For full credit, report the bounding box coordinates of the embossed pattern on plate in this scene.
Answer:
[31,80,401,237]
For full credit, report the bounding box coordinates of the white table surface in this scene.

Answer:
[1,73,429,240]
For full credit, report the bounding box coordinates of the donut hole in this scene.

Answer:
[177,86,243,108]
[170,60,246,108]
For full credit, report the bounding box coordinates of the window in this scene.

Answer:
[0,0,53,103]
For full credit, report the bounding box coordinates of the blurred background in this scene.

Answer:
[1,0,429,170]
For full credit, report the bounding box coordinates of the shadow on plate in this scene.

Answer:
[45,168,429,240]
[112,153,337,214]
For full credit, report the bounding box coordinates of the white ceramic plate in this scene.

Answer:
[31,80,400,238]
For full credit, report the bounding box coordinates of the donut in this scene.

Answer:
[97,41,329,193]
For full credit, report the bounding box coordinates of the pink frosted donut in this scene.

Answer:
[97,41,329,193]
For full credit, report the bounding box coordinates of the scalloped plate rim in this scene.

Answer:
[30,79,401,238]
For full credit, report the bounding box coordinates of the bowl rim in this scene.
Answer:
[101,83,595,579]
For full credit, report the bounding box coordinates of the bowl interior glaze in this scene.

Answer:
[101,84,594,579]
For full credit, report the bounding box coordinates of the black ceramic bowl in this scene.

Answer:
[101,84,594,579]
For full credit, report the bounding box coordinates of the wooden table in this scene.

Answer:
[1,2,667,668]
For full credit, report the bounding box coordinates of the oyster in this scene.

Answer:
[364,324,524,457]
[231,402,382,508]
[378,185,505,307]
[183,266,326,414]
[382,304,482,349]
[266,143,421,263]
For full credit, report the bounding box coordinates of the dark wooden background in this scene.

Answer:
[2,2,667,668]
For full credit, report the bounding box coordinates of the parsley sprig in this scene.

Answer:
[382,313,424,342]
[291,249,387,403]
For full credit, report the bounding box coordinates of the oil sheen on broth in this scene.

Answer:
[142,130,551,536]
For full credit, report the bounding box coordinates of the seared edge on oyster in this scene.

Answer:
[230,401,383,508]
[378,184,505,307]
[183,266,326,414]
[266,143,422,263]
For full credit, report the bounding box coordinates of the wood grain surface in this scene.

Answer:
------------------------------------------------------------
If a line in the records above contains the word "oyster", count it, then give the total and nothing else.

# [TASK OUTPUT]
2